Each party shall take reasonable efforts to advise its employees of their
obligations pursuant to this Section 6. The obligations of this Section shall
survive termination of this Agreement.
5.2 If ASFS notifies the Fund that any of the Data Access Services do not
operate in material compliance with the most recently issued user
documentation for such services, the Fund shall notify State Street of such
failure and, to the extent practicable, assert its contractual rights in an
effort to have failure corrected by State Street.
5.3 ASFS and the Fund acknowledge that State Street is entitled to rely on the
validity and authenticity of electronic instructions provided by ASFS or
the Fund to State Street in order to (i) effect the transfer or movement of
cash or Shares or (ii) transmit Shareholder information or other
information, without undertaking any further inquiry as long as such
instruction is undertaken in conformity with security procedures
established by the State Street from time to time.
6. Indemnification
6.1 ASFS shall not be responsible for, and the Fund shall on behalf of the
applicable Portfolio indemnify and hold ASFS harmless from and against, any
and all losses, damages, costs, charges, counsel fees, payments, expenses
and liability arising out of or attributable to:
(a) All actions of ASFS or its agents or subcontractors required to be
taken pursuant to this Agreement, provided that such actions are taken
in good faith and without negligence or willful misconduct.

# TASKS TO COMPLETE
**A)** In the agreement excerpt, reproduce the passage that begins at the words "5.2 If ASFS" and stops after the words "by State Street.".
**B)** Under Section 6.1 of the agreement excerpt, what items must the Fund indemnify and hold ASFS harmless against?
The lines after this agreement excerpt come from a separate source.

# RECORDED DATA
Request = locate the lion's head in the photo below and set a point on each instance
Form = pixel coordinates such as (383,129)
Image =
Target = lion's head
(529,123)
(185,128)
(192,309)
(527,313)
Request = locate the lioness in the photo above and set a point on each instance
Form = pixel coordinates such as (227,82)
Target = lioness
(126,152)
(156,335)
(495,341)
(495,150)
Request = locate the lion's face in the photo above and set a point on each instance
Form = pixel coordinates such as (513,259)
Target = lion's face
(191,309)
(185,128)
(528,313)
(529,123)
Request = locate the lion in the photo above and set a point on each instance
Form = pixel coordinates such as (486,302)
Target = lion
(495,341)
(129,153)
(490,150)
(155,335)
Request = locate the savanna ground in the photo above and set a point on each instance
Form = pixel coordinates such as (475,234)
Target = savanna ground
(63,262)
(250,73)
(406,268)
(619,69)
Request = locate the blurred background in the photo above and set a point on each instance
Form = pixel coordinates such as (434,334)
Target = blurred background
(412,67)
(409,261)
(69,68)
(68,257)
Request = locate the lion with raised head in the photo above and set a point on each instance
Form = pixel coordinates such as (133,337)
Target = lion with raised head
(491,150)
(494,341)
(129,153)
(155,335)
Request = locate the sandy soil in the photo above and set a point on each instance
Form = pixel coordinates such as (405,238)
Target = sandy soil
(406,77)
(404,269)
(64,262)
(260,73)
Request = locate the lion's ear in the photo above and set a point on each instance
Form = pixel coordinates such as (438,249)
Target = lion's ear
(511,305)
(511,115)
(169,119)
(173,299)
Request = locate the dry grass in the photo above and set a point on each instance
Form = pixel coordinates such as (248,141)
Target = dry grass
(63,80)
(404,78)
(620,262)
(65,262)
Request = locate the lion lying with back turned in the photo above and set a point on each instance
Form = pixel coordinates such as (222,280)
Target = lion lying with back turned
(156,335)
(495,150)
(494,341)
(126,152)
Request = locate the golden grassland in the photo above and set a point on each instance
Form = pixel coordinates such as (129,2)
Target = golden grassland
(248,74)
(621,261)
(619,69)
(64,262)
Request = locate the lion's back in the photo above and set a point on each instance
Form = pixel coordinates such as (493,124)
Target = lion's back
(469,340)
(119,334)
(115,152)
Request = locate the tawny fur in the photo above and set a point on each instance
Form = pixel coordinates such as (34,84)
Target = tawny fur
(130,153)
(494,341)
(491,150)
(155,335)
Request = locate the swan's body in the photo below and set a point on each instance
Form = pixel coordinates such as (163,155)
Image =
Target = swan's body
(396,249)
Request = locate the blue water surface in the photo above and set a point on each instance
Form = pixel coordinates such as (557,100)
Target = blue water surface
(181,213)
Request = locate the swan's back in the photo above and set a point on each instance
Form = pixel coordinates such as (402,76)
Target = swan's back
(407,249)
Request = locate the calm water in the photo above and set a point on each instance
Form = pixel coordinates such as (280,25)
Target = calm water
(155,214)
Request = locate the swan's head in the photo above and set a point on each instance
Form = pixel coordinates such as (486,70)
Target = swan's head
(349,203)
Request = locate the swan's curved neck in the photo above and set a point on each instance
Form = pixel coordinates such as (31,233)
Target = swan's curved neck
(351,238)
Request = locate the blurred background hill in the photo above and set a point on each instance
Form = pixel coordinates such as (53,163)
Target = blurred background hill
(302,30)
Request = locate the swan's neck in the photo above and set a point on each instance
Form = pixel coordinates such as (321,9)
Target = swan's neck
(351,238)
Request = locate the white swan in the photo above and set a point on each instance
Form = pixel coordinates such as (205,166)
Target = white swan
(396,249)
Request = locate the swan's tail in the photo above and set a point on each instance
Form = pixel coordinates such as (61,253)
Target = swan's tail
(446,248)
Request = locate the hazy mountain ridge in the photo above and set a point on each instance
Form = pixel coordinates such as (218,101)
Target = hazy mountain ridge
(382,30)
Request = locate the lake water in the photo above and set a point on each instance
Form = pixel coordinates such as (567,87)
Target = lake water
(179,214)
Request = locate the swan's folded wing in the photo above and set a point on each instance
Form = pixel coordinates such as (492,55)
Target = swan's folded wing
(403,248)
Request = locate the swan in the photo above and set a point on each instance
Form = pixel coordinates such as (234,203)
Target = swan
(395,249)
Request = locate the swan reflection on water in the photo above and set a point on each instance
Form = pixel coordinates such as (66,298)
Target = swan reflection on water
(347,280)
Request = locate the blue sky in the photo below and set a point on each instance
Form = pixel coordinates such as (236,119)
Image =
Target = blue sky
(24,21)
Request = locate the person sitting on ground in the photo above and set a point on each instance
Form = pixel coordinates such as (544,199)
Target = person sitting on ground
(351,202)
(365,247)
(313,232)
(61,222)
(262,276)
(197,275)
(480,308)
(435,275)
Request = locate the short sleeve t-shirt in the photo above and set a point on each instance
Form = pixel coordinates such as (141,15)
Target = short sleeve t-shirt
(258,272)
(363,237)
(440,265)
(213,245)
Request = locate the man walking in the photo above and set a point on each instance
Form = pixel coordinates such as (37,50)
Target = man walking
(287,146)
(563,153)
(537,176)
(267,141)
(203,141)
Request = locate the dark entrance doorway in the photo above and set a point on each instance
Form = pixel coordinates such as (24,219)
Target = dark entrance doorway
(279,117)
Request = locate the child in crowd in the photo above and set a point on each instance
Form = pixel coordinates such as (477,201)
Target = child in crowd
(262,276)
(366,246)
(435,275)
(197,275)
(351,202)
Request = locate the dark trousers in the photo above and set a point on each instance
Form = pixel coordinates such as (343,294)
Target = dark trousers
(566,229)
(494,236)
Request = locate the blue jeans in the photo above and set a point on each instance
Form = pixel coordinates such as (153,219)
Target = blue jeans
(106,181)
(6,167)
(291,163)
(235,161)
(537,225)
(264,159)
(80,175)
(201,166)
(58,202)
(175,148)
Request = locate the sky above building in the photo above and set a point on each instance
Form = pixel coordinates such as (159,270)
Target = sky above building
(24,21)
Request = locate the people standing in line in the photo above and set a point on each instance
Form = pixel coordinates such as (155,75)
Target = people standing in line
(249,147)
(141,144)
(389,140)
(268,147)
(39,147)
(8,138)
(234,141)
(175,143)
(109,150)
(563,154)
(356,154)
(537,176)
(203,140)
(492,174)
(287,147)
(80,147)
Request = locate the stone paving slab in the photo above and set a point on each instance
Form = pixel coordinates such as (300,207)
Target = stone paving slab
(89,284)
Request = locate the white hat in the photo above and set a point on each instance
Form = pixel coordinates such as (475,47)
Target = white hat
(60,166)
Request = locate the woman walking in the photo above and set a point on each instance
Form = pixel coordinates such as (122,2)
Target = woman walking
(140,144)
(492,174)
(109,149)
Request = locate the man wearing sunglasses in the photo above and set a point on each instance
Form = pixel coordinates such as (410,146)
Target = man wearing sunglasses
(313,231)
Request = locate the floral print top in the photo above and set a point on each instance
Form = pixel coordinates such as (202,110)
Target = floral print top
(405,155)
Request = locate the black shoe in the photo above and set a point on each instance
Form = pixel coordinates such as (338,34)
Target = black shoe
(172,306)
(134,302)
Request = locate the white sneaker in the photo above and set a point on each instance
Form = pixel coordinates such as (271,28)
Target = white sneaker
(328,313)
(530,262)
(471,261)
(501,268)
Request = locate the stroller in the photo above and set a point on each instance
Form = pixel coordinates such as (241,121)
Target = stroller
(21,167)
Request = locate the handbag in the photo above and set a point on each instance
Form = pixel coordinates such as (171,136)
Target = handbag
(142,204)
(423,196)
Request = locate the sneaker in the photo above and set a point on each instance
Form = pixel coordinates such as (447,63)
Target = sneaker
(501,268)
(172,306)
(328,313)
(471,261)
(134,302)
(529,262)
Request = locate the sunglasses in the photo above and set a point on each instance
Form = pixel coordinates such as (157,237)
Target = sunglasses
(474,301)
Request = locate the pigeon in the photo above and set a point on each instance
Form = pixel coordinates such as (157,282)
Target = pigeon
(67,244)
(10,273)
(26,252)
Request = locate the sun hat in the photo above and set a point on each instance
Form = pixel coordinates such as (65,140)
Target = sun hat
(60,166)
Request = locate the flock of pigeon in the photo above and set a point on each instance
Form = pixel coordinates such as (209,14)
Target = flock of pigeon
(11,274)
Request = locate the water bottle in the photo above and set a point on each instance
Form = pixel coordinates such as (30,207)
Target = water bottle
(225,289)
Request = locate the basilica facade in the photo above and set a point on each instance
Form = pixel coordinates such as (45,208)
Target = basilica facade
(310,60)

# SOLVED TASKS
**A)**
5.2 If ASFS notifies the Fund that any of the Data Access Services do not
operate in material compliance with the most recently issued user
documentation for such services, the Fund shall notify State Street of such
failure and, to the extent practicable, assert its contractual rights in an
effort to have failure corrected by State Street.

**B)** Losses, damages, costs, charges, counsel fees, payments, expenses, and liability